- **Task prompt**: Omit every picture, then give all the entries again exactly.

════════════════

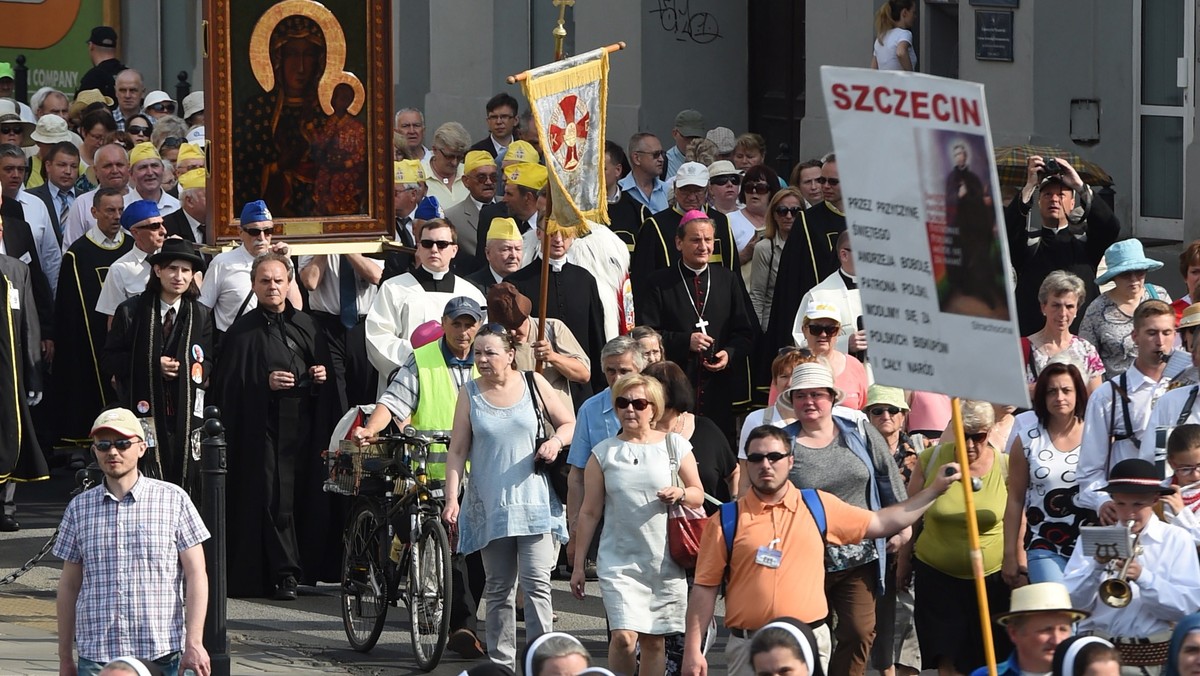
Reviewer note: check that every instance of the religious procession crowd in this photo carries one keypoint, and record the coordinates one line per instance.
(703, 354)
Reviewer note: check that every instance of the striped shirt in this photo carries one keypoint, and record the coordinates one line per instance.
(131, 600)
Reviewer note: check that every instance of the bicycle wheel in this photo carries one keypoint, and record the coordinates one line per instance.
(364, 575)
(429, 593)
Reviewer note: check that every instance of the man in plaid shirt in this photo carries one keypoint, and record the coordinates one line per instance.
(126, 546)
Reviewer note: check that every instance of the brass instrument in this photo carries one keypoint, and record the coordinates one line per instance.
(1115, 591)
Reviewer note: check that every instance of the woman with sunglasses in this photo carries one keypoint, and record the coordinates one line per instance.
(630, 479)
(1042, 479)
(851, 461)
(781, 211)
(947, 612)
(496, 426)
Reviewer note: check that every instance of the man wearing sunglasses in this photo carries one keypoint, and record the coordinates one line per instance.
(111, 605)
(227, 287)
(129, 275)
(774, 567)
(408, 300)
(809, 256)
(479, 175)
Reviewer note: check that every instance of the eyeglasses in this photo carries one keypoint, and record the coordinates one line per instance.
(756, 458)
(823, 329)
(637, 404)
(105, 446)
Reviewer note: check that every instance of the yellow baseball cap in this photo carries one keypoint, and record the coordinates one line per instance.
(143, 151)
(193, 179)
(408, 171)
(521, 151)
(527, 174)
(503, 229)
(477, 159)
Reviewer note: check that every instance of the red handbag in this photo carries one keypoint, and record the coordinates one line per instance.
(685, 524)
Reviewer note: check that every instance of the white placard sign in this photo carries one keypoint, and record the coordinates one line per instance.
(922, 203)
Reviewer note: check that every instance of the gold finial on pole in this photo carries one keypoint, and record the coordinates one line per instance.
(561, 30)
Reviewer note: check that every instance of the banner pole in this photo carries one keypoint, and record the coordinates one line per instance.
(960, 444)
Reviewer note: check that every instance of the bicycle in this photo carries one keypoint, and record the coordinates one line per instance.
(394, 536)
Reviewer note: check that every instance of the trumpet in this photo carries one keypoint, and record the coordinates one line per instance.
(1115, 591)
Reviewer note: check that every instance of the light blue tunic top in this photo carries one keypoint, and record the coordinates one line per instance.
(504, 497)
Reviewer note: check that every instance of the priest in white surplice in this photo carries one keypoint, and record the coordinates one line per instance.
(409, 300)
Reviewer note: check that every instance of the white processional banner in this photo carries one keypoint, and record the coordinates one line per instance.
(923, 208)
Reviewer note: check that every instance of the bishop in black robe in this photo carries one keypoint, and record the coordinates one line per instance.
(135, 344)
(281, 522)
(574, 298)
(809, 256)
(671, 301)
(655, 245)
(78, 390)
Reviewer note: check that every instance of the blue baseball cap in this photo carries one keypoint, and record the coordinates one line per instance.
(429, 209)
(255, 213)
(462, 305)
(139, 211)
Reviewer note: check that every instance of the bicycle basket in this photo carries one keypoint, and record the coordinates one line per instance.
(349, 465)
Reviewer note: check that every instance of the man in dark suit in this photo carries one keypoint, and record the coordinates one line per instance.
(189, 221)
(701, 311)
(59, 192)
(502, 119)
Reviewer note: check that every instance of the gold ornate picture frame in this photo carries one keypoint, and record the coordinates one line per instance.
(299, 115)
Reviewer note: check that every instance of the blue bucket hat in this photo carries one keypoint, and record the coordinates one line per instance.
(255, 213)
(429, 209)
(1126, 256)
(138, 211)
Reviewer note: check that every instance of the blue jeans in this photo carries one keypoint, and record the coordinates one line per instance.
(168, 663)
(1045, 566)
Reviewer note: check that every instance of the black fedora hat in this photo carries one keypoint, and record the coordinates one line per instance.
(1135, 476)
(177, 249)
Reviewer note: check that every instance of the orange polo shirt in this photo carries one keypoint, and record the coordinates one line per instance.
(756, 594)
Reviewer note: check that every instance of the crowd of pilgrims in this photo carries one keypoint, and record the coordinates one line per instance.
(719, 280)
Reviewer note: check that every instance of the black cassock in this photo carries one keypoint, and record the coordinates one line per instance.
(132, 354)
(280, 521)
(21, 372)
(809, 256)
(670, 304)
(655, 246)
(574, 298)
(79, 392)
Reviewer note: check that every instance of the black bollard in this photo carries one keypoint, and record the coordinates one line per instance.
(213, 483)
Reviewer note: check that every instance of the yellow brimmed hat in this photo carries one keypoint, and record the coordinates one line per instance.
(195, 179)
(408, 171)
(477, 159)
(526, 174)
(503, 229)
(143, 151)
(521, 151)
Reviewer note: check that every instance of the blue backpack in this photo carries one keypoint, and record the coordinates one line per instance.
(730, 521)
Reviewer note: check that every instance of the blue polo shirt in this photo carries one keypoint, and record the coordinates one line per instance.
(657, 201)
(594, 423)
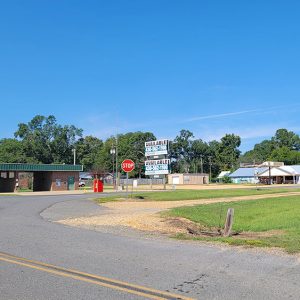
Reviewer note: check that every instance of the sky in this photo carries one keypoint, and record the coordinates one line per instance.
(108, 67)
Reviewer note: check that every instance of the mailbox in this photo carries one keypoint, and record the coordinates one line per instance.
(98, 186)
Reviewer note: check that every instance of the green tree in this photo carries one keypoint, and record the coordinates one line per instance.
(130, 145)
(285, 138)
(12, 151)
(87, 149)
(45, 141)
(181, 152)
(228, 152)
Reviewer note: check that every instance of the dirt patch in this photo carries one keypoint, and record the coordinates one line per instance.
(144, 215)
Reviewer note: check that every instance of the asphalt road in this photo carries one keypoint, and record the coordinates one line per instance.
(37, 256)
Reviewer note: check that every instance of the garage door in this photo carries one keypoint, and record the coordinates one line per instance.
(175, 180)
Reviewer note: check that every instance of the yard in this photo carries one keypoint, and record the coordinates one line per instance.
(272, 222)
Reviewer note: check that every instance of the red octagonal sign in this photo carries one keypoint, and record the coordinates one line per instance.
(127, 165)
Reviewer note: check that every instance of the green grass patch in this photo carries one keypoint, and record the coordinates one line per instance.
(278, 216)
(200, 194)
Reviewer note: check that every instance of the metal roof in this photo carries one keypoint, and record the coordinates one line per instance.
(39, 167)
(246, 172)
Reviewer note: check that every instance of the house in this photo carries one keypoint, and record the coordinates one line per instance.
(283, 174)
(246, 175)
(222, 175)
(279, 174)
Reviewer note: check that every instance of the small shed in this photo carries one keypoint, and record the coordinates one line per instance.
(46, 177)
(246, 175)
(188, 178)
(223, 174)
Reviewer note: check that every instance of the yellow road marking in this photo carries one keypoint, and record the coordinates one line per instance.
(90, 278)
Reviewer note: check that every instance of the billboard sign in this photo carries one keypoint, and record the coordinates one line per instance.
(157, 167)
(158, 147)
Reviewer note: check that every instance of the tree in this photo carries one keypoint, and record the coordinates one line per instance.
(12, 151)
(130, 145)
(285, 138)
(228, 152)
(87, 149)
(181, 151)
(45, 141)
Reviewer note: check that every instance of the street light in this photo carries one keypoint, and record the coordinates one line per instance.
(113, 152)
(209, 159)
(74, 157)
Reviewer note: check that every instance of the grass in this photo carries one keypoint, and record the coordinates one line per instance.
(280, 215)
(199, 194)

════════════════

- **Task output**:
Reviewer note: check that every instance of the religious procession crowd in this photo carries one keypoint, and record the coordinates one line per instance.
(703, 354)
Reviewer note: check that every instance of the striped shirt in this photo carries one keypoint, and record the coordinates one line per instance.
(131, 600)
Reviewer note: check that every instance of the bicycle wheel in this photo carries one keypoint, and record the coordinates one line per instance.
(364, 575)
(429, 593)
Reviewer note: check that every instance of the man in plaid shirt in this photo carries one keypoint, and record the coordinates one line per instance.
(126, 546)
Reviewer note: check that every instance of the brass instrument in this photo carries one keypoint, and record the coordinates one line per instance.
(1115, 591)
Reviewer note: check that every instance of the woman with sunglasses in this photo carries one keypoint, and record the coordinates one line per instance.
(630, 479)
(1042, 479)
(851, 461)
(781, 211)
(947, 612)
(496, 426)
Reviewer note: check that every instance of the man wearing sunglasses in this photo carries one keypoint, and record the coordinates one line per instance.
(111, 605)
(227, 287)
(129, 275)
(774, 567)
(408, 300)
(809, 256)
(479, 175)
Reviewer note: check that every instance of the eyeglasses in this photo carries one keypoint, and record the coordinates one line per instance.
(756, 458)
(823, 329)
(637, 404)
(105, 446)
Reviewer note: check that every instance of the yellow baseball cap in this photo carries one keypoint, and record the coordinates one line per instance.
(143, 151)
(193, 179)
(408, 171)
(521, 151)
(527, 174)
(503, 229)
(477, 159)
Reviewer note: check that every instance of the red handbag in this photo carries one keypoint, and record the coordinates one line per instance.
(685, 524)
Reviewer note: check that every instance of the white placard sign in this photo carries one keypoint, and record the coordinates one line per instance.
(922, 203)
Reviewer note: check that every instance of the gold finial on pole in this photo carries one keypoint, and record the coordinates one line per instance.
(561, 30)
Reviewer note: check that every instance of the banner pole in this photo carries one keypoint, and record the coordinates one line per instance.
(960, 444)
Reviewer note: check that every instance of the bicycle in this photo carries one keypoint, and record the coordinates one line per instance.
(394, 536)
Reviewer note: check that every instance of the trumpet in this photo carries one keypoint, and record the coordinates one line per instance.
(1115, 591)
Reviewer note: check that every instance of the light blue tunic top in this photo carries one keypoint, and record the coordinates one line per instance.
(504, 497)
Reviewer note: check that every instance of the priest in white surplice in this photo carries one keypoint, and record the coordinates one line per instance.
(409, 300)
Reviewer note: check that every instance of the white processional banner in this photo carries one keypoint, and record the coordinates one line per instance.
(923, 208)
Reviewer note: check that every instance of the bishop in black robe in this photo carries one keypoint, and record the coordinates one line per instance.
(135, 344)
(281, 522)
(574, 298)
(809, 256)
(671, 301)
(655, 245)
(78, 390)
Reviewer note: check that every instance of the blue baseball cap in this photo carries one keypoint, and record the coordinates one line per instance.
(429, 209)
(255, 213)
(462, 305)
(139, 211)
Reviewer note: check that every instance of the bicycle basket in this photo carries one keypoint, and record the coordinates one line per instance.
(349, 465)
Reviewer note: check that every instance of the man in dark suit in this photo carries one keypoint, and record the coordinates one line per instance.
(189, 221)
(701, 311)
(59, 192)
(502, 119)
Reviewer note: check that every instance of the gold ornate picture frame in this photo carries one keypoint, and record the coordinates one line per instance.
(299, 115)
Reviewer note: check that every instance of the blue bucket hat in this photo carries one keypoint, and record the coordinates one line per instance.
(255, 213)
(429, 209)
(1126, 256)
(138, 211)
Reviewer note: check that every instance of the blue jeans in this photo carries one keypoint, and record the coordinates one line per instance.
(168, 663)
(1045, 566)
Reviewer note: check that every instance of the black fedora hat in this photo carries one keypoint, and record the coordinates one line per instance.
(1135, 476)
(177, 249)
Reviewer note: check that every instance of the orange polo shirt in this photo carries one keypoint, and record the coordinates one line per instance.
(756, 594)
Reviewer note: check that every instance of the crowd of pilgrims in this photo carries one keypoint, and record the coordinates one line per instance.
(719, 280)
Reviewer note: check that every instance of the black cassock in this photo carries one keypoint, and record the coordinates one line per instance.
(132, 354)
(280, 521)
(21, 372)
(809, 256)
(670, 304)
(655, 246)
(574, 298)
(79, 392)
Reviewer note: check that every instance of the black bollard in this photo carries one keypoint, and record the coordinates one line per instance.
(213, 483)
Reviewer note: check that every instance of the yellow brimmed hat in this photo carries one keypoint, and record the coordinates one line per instance.
(195, 179)
(408, 171)
(477, 159)
(526, 174)
(503, 229)
(143, 151)
(521, 151)
Reviewer note: check that every instance of the blue backpack in this photo carries one keypoint, and record the coordinates one line per instance.
(730, 521)
Reviewer note: check that every instance of the blue polo shirt in this photo carries one keypoint, and record the coordinates one line per instance.
(657, 201)
(594, 423)
Reviewer note: check that every instance of the sky in this photo carries one keypoint, and record the coordinates one line per instance.
(108, 67)
Reviewer note: check that every instance of the mailbox in this photo carries one keypoint, and record the coordinates one line per instance.
(98, 186)
Reviewer note: check that every instance of the green tree in this photo carries one keypoint, and record the coordinates one line per instance.
(130, 145)
(285, 138)
(12, 151)
(87, 149)
(45, 141)
(181, 152)
(228, 152)
Reviewer note: check that every instance of the dirt patch in this photo carries one keypoint, and record the coordinates one line per instance.
(144, 215)
Reviewer note: check that every instance of the asphalt road in this photo carries one keypoint, and record the coordinates one line per instance.
(37, 256)
Reviewer note: check that every instance of the garage door in this photo carries one keypoint, and record the coordinates one line per instance.
(175, 180)
Reviewer note: check that every instance of the yard in this photo carries one keypoint, and record the coordinates one line per instance.
(272, 222)
Reviewer note: check that every instance of the red octagonal sign in this photo carries one keypoint, and record the coordinates one line per instance.
(127, 165)
Reviewer note: check that every instance of the green grass patch in this photo carries one keypoint, and record the coordinates one line per instance.
(278, 216)
(200, 194)
Reviewer note: check that every instance of the metal roof in this photo carries one keypoint, and record the coordinates one line per instance.
(39, 167)
(246, 172)
Reviewer note: check that every instance of the house in this photo carries one keypoint, and record the coordinates one line per instance.
(283, 174)
(246, 175)
(222, 175)
(279, 174)
Reviewer note: check that every instance of the small shed in this photo carries one keypoint, and record the coordinates one line per instance.
(46, 177)
(246, 175)
(188, 178)
(223, 174)
Reviewer note: check that every instance of the yellow road marking in this photo carries one keypoint, and record the coordinates one line per instance.
(90, 278)
Reviewer note: check that every instance of the billboard sign in this photo carries one keypoint, and record the coordinates one line per instance.
(157, 167)
(158, 147)
Reviewer note: check that every instance of the tree in this photo carries one keypoint, and record the coordinates one line per instance.
(12, 151)
(130, 145)
(285, 138)
(228, 152)
(87, 149)
(181, 151)
(45, 141)
Reviewer note: check that every instance of the street light in this photo carries one keypoint, and record the coordinates one line per instance.
(113, 152)
(209, 159)
(74, 157)
Reviewer note: check that every instance of the grass in this photo carries one keypoint, and record the coordinates one line per instance.
(280, 215)
(199, 194)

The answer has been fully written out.